— What you should do —
Print the passage of the conversation about e-cigarette flavors starting at "But the reality" and ending at "it is discriminating.", word for word.

Mother's milk and cookies sounds like it could have been used at our last episode, but it's
true.
It doesn't sound like the youth will like it as much.
Okay, stipulated, but the rest of them, I mean, my kids would be into something called
chewy cloud sour grape, I am sure.
So, follow you for more parenting tips.
Okay, so I agree with that. You know, some of the flavors like creme brulee, I don't know how kid-oriented that is,
but part of the problem is, is not all people grow out of childlike obsession with sugar, specifically me, I exist on sugar.
Like the sweeter the candy, the cookies, the dessert,
the more I want it.
When we embarrassingly go and shop for wine
and people ask what sort of-
You like a Moscato, don't you?
I love Moscato, it's my favorite.
I know you do, I know you do.
Okay, even worse, people will ask
what sort of Moscato you do. I know you do. I know you do. OK, even worse, people will ask what sort of Moscato you like.
Barefoot.
And I say, more cloying sugar, the better.
Right.
I want that cloying sugar taste.
I'm going to recommend to you Barefoot Pink Moscato.
No.
Amateur.
Barefoot Pink Moscato.
I've tried that.
It's not quite as sweet as I like it, which is cupcake Moscato.
Again, I don't do caffeine.
I do sugar.
And I love sugar.
OK.
Back to the e-cigarettes.
The question in this case is whether the FDA's denial
of authorization was arbitrary and capricious,
or instead, whether it was supported by the facts.
That question masks some very interesting background dynamics
in this case, and also some potential administrative law
issues that the court might decide to wade into.
So what's going on in the background of this case?
Well, one thing is that the FDA denied authorization
because it was concerned about particular flavors appealing
to kids, like this was Kate's concern just a moment ago.
But the reality is that what appeals to kids
also appeals to adults.
That's what Leah was saying, and that's
what prompted that whole Moscato interlude.
So there's really some question here
about the extent to which sugary slash sweet flavors are targeted
at minors or are uniquely appealing to minors
or whether they just appeal to everyone
with an undiscriminating palate?
Not you.
No, it is discriminating.
It's discriminating in favor of sugar.
But there's also some question about the relationship
between e-cigarettes and cigarettes and tobacco
and whether picking up an e-cigarette
makes someone more likely to smoke a cigarette or use
tobacco or less.
And those are some of the background factual issues
that might have affected or might affect an FDA
determination on this issue.
And the case also arises in the posture
of the change in administration.
So the Trump administration previously
took a more lenient or sympathetic approach
to e-cigarettes relative to the Biden administration.
I know you're surprised.
And if you think the science doesn't resolve the question
here, then you might be sympathetic to the idea
that politics or value judgments are a perfectly appropriate way
to come to a decision here.
But we shall see.
A few other things happening in this case.
One is the dynamics at or within the FDA, which
is in some ways one of the more cautious agencies in that they
are often inclined to say no.

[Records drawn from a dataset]
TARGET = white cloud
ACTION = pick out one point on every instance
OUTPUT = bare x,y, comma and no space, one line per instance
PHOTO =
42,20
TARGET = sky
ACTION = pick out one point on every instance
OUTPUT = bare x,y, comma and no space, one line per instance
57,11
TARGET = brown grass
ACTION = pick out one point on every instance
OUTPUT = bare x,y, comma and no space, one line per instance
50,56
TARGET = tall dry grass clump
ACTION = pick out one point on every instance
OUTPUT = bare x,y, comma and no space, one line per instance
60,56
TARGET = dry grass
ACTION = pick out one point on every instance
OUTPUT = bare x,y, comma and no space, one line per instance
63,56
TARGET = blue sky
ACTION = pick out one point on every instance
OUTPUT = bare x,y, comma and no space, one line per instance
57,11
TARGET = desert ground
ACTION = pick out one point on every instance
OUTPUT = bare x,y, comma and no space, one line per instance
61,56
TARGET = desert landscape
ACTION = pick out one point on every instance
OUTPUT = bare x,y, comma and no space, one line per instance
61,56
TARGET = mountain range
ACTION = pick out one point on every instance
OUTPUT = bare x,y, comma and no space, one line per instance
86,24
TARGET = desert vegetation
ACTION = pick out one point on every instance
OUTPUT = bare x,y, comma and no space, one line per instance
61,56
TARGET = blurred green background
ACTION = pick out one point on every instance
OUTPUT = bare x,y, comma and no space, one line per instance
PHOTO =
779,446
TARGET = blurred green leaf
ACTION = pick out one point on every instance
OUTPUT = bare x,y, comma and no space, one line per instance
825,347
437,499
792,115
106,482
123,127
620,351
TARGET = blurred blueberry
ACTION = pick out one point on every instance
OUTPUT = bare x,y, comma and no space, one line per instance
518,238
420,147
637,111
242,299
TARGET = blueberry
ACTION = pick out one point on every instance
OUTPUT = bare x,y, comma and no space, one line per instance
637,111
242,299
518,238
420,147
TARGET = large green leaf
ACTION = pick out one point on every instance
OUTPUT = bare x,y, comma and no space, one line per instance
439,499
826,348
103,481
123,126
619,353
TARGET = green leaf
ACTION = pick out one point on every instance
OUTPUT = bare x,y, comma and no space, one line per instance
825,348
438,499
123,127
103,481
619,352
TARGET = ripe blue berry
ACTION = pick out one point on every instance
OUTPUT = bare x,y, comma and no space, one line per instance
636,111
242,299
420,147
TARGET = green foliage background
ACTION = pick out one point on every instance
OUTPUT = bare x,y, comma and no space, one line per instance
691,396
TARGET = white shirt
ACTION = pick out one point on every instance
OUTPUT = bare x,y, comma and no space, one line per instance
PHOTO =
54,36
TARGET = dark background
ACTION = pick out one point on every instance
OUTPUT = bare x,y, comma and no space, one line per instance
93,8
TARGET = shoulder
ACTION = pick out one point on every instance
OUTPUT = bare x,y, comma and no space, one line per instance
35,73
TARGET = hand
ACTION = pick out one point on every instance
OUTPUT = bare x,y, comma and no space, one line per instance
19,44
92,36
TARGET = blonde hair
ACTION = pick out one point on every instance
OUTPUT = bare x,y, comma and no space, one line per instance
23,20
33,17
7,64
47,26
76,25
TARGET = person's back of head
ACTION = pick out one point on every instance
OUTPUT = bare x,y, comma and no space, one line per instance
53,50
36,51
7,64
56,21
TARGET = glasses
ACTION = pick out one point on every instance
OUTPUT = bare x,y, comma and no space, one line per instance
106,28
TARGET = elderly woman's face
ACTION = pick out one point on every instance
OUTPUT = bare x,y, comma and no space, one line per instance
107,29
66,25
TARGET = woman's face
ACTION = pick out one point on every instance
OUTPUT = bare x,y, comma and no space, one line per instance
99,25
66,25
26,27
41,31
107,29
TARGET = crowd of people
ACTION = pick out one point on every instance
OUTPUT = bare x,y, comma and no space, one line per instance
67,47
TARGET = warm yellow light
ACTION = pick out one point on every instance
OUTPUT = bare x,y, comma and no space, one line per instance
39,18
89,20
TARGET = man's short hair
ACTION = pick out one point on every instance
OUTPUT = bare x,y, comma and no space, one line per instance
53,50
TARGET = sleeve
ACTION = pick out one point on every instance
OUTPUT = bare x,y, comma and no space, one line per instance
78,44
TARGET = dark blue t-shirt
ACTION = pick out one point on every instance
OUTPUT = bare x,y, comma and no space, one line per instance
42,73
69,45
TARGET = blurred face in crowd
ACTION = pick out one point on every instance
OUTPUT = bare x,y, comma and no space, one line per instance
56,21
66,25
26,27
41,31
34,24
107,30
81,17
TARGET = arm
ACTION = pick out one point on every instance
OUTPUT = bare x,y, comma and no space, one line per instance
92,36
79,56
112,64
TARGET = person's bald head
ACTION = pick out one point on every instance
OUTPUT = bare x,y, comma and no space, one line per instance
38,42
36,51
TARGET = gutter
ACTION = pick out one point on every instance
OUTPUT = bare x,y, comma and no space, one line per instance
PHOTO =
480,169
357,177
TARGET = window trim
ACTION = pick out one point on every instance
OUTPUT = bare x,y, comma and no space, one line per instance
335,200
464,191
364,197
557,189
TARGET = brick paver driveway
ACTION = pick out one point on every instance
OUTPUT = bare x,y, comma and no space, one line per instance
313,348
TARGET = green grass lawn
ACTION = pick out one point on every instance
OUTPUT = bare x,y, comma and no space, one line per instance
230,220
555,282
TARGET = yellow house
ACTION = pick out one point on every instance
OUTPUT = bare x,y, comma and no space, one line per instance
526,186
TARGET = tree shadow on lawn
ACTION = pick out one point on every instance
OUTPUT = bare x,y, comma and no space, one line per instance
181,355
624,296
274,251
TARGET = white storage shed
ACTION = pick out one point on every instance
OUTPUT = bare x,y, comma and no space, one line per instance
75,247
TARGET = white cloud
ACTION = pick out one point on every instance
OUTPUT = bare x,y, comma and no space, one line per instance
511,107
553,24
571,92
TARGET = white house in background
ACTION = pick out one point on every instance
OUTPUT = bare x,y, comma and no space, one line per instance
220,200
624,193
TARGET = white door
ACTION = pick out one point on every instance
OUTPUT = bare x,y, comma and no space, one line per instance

— Output of the exercise —
But the reality is that what appeals to kids
also appeals to adults.
That's what Leah was saying, and that's
what prompted that whole Moscato interlude.
So there's really some question here
about the extent to which sugary slash sweet flavors are targeted
at minors or are uniquely appealing to minors
or whether they just appeal to everyone
with an undiscriminating palate?
Not you.
No, it is discriminating.